WHAT THE EXERCISE ASKS: Number every non-blank line of the records below as a list, omitting the pictures.

TASK DATA:
***
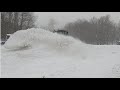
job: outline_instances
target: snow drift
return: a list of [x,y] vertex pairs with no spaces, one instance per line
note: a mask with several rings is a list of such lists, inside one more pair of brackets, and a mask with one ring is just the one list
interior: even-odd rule
[[32,28],[15,32],[1,49],[3,78],[120,77],[119,45],[87,45]]
[[[44,47],[57,52],[66,51],[64,54],[87,54],[87,45],[70,36],[52,33],[40,28],[20,30],[15,32],[5,43],[9,50],[22,50]],[[85,52],[84,52],[85,51]],[[83,55],[84,57],[84,55]]]

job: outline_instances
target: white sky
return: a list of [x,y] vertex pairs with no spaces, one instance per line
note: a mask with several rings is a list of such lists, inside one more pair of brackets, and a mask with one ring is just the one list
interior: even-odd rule
[[49,19],[56,20],[56,26],[64,26],[68,22],[75,21],[77,19],[90,19],[91,17],[100,17],[110,15],[111,19],[115,22],[120,20],[120,12],[35,12],[37,16],[36,25],[47,25]]

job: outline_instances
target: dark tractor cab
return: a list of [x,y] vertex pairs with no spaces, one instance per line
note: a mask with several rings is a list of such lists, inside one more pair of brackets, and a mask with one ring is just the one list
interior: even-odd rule
[[54,30],[53,33],[68,35],[68,31],[65,31],[65,30],[57,30],[57,31]]

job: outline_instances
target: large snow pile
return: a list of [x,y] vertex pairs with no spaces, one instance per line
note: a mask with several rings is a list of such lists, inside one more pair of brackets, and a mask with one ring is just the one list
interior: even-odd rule
[[4,47],[10,50],[44,47],[47,50],[62,52],[62,54],[64,51],[66,51],[65,54],[79,54],[83,58],[84,54],[87,54],[86,44],[72,37],[52,33],[40,28],[15,32],[5,43]]
[[2,46],[2,77],[120,77],[120,46],[87,45],[43,29],[15,32]]

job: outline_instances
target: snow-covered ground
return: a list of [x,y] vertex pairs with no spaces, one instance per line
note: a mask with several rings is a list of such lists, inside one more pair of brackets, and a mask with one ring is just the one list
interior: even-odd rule
[[32,28],[14,33],[1,52],[2,78],[120,78],[120,45]]

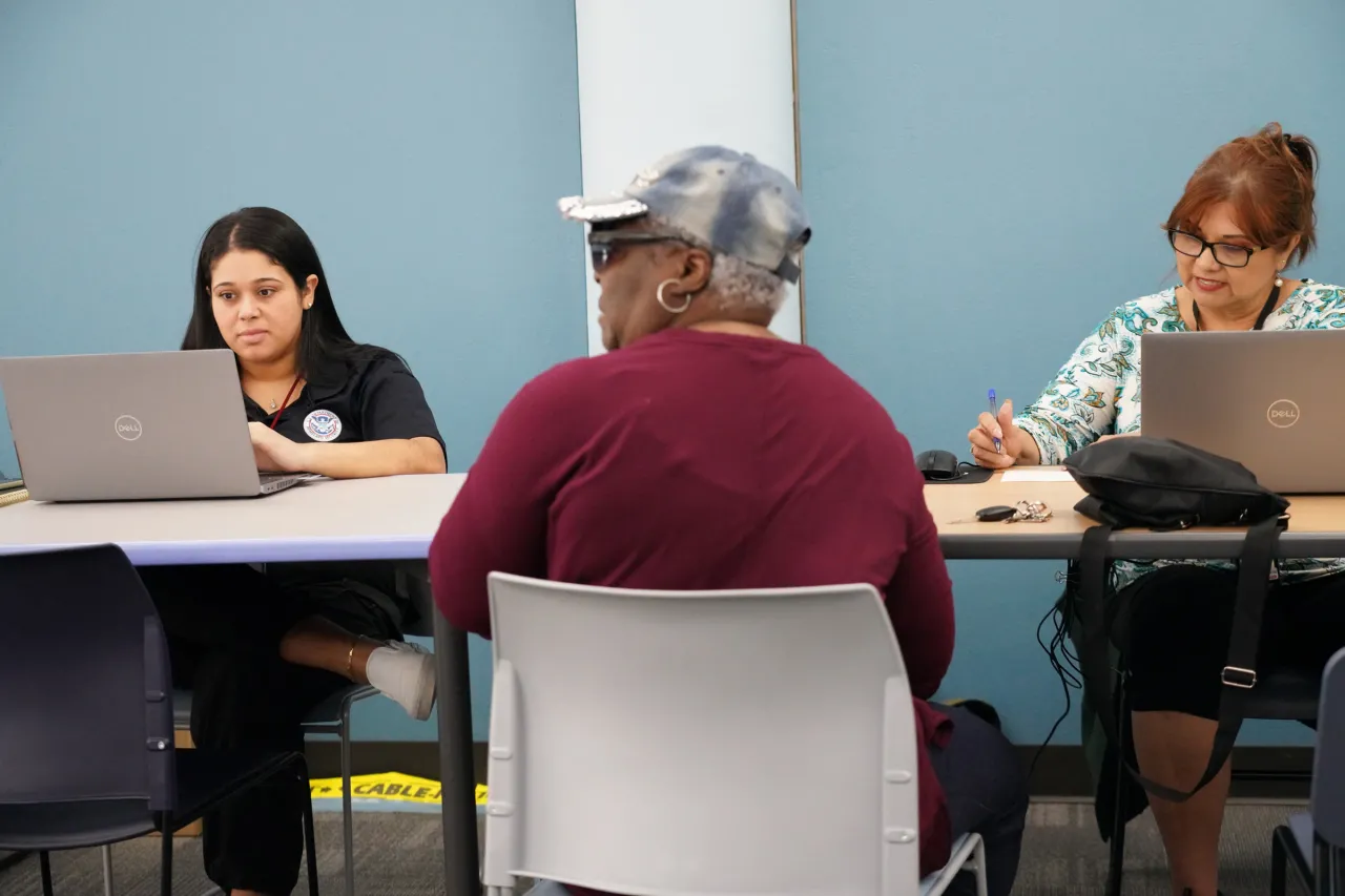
***
REPLY:
1. job: outline_instances
2. target: snow drift
3. return: a list of [x,y] vertex pairs with no spaces, one instance per line
4. note: a mask with several rings is a list of such lists, inside one more pair of brackets, and a mask with one ring is just the one list
5. interior: even-odd rule
6. [[32,28],[15,32],[1,49],[3,78],[120,77],[119,45],[87,45]]
7. [[[44,47],[57,52],[66,51],[64,54],[87,54],[87,45],[70,36],[52,33],[40,28],[20,30],[15,32],[5,43],[9,50],[22,50]],[[85,52],[84,52],[85,51]],[[83,55],[84,57],[84,55]]]
8. job: outline_instances
9. target: white sky
10. return: a list of [x,y] vertex pairs with no spaces, one instance per line
11. note: a mask with several rings is a list of such lists, inside one more pair of brackets, and a mask with one ring is just the one list
12. interior: even-odd rule
13. [[49,19],[56,20],[56,26],[64,26],[68,22],[75,21],[77,19],[90,19],[91,17],[100,17],[110,15],[111,19],[115,22],[120,20],[120,12],[35,12],[37,16],[36,25],[47,25]]
14. job: outline_instances
15. target: dark tractor cab
16. return: a list of [x,y] vertex pairs with no spaces, one instance per line
17. note: a mask with several rings is a list of such lists, inside one more pair of brackets, and a mask with one ring is just the one list
18. interior: even-odd rule
19. [[54,30],[53,33],[68,35],[68,31],[65,31],[65,30],[57,30],[57,31]]
20. job: outline_instances
21. target: large snow pile
22. return: a list of [x,y] vertex pairs with no spaces, one instance per line
23. note: a mask with several rings is a list of such lists, inside one more pair of brackets, and a mask with one ring is just the one list
24. interior: even-odd rule
25. [[4,47],[10,50],[44,47],[47,50],[62,52],[62,54],[64,51],[66,51],[65,54],[79,54],[83,58],[84,54],[87,54],[86,44],[72,37],[52,33],[40,28],[15,32],[5,43]]
26. [[2,46],[2,77],[120,77],[120,46],[87,45],[43,29],[15,32]]
27. job: outline_instances
28. target: snow-covered ground
29. return: a list of [x,y] vertex pairs with no spaces, one instance per line
30. note: a mask with several rings is a list of such lists, inside one more pair of brackets, and a mask with one ring is just the one list
31. interior: even-odd rule
32. [[32,28],[14,33],[1,52],[2,78],[120,78],[120,45]]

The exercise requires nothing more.